======== ARTICLE ========

United States District Court, N.D. Indiana, South Bend Division
KEVIN S. TURNER, Plaintiff,
INDIANA DEPARTMENT OF CORRECTIONS, et al., Defendants.
OPINION AND ORDER
L. Miller, Jr. JUDGE
S. Turner, a prisoner without a lawyer, filed a complaint.
This court must review the complaint and dismiss it if the
action is frivolous or malicious, fails to state a claim, or
seeks monetary relief against a defendant who is immune from
such relief. 28 U.S.C. § 1915A. “A document filed
pro se is to be liberally construed, and a pro
se complaint, however inartfully pleaded, must be held
to less stringent standards than formal pleadings drafted by
lawyers . . .” Erickson v. Pardus, 551 U.S.
89, 94 (2007).
Turner's complaint alleges that, during his time at the
Westville Correctional Facility, he maintained a particular
hairstyle as an expression of his religious beliefs. On
October 23, 2017, Sergeant Reed told him that he had to
change his hairstyle to keep his job as a cleaner in the
administration building. Later that day, Captain Lewis also
told him that he needed to change his hairstyle to keep his
job. When Mr. Turner asserted his religious beliefs, Captain
Lewis told him that his orders came from Warden Sevier and
Major Cornett. Mr. Turner changed his hairstyle that evening.
Despite these efforts to comply, on October 24, Lieutenant
Halloran told Mr. Turner that Captain Lewis had fired him
from his cleaning job. Mr. Turner filed a grievance.

======== GIVEN MATERIAL ========

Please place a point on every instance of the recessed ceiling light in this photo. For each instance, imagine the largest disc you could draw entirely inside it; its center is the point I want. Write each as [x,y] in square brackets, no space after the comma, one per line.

========

— WHAT YOU NEED TO DO —
A – Name every prison official the court opinion mentions by rank and surname.
B – According to the court opinion, what job did Mr. Turner risk losing over his hairstyle?
C – Carry on the court opinion, picking up right after its final sentence about the grievance.

— RESPONSES PER TASK —
A – Sergeant Reed, Captain Lewis, Warden Sevier, Major Cornett, Lieutenant Halloran

B – His job as a cleaner in the administration building.

C –
October 28, Officer Saldana took Mr. Turner to Lieutenant
Halloran's office. Mr. Turner asked for a transfer, and
Lieutenant Halloran said he could make that happen. Officer
Saldana fabricated a conduct report stating that Mr. Turner
had threatened Lieutenant Halloran with violence, and shortly
thereafter, he was transferred from the Westville
Correctional Facility to the Westville Control Unit. After a
disciplinary hearing, Mr. Turner was sanctioned with a loss
of one hundred eighty days of earned credit time. He further
lost the chance to reduce his sentence by 183 days through a
program maintained by the United States Department of Labor.
Turner asserts Section 1983 claims against the defendants for
requiring him to cut his hair to retain his job and for
terminating him when he informed them of his religious
beliefs. Prisoners have a right to exercise their
religion under the Free Exercise Clause of the First
Amendment. Vinning-El v. Evans, 657 F.3d 591,
592-593 (7th Cir. 2011). Nevertheless, correctional officials
may restrict the exercise of religion if the restrictions are
reasonably related to legitimate penological objectives,
which include safety, security, and financial concerns.
Turner v. Safley, 482 U.S. 78, 89-91 (1987). Based
on these job-related allegations, Mr. Turner states a
plausible claim under the Free Exercise Clause against
Sergeant Reed, Captain Lewis, Lieutenant Halloran, Warden
Sevier, and Major Cornett.
Turner also asserts State law claims of negligence and
negligent infliction of emotional distress against the
defendants based on the job-related allegations. Under
Indiana law, “[T]o prevail on a claim of negligence the
plaintiff must show: (1) duty owed to plaintiff by defendant;
(2) breach of duty by allowing conduct to fall below the
applicable standard of care; and (3) compensable injury
proximately caused by defendant's breach of duty.”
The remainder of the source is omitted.